→ **Given text**
Inventing a New Way to Listen to Music

This blog aims to expand your appreciation for song and written word together. Many of the posts have been designed to match the time of a specific song in reading length. The words of the post, together with the song you hear, will open your mind to a new way of reading and listening to music. Enjoy!

Wednesday, November 10, 2010

Inverted Ballet

I am not sure how many of you are aware, but there is a new ballet running in San Francisco that is choreographed entirely to music by The Shins. It has been playing for about five weeks now and has received some fairly strong reviews. This is precisely the cross-fertilization of traditional music genres I am glad to see these days. Despite my personal disdain for ballet, I admire anytime musicians and choreographers seek to remove the limits of what is expected in separated music mediums.

As for me, my interest in this particular crossover can be tied to the fact that it involves: a) a band I happen to like very much; and b) a form of musical representation in which I really have no time for. So I wonder which of the two will dominate my subjectivity to taste? I also wonder: Why The Shins? Or more specifically: Why Oh, Inverted World (the Shins album to which the dance is performed), and why ballet?

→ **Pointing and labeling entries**
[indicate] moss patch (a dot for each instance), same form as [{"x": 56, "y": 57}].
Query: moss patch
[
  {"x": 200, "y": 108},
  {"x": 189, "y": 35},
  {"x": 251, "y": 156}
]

→ **The tasks**
- a) Repeat the passage of the Shins ballet blog post from "Inverted Ballet" up to and including "separated music mediums.", word for word.
- b) Carry on writing the blog post about the Shins ballet, starting right after its last sentence.

→ **Answers to each task**
- a)
Inverted Ballet

I am not sure how many of you are aware, but there is a new ballet running in San Francisco that is choreographed entirely to music by The Shins. It has been playing for about five weeks now and has received some fairly strong reviews. This is precisely the cross-fertilization of traditional music genres I am glad to see these days. Despite my personal disdain for ballet, I admire anytime musicians and choreographers seek to remove the limits of what is expected in separated music mediums.

- b)
To place the performance in context for those who enjoy details, the world premiere of Oh, Inverted World – the ballet, is choreographed by Trey McIntyre as part of San Francisco's Smuin Ballet’s fall/winter program that runs October 1, 2010 through February 27, 2011. This isn’t the first time that McIntyre has flirted with pushing the boundaries of Smuin’s bill. According to one reviewer, “McIntyre has proven time and again that he can create innovative work set to any music.” Just this past summer, “McIntyre followed Felix Mendelssohn’s Wedding March with Queen at Jacob’s Pillow Dance Festival. His company also performed Wild Sweet Love, choreographed to a medley that featured The Partridge Family, Lou Reed and Roberta Flack. McIntyre is as comfortable with Beethoven as he is with Beck and The Beatles, or in this case, The Shins.”

I have not seen the ballet as it is only being performed on the West coast and I live on the East. Therefore, despite the look of its nature, this week’s Liner Notes is not a review of musical performance. Rather, my focus here is to comment on how popular music (or indie music, or rock and roll, or whatever you want to call it) fits into traditional bourgeoisie musical representation. What is San Francisco’s Smuin Ballet Company trying to tell its audience by performing a ballet to music recorded nine years ago by a very well known indie band from Albuquerque, New Mexico? Or conversely, what are The Shins saying to their fans by allowing Smuin to go ahead with the project? Perhaps they are trying to say nothing, and academic analysts like me look way too long and hard at this sort of stuff. But I doubt it. What’s the point of musical performance if there is no artistic message?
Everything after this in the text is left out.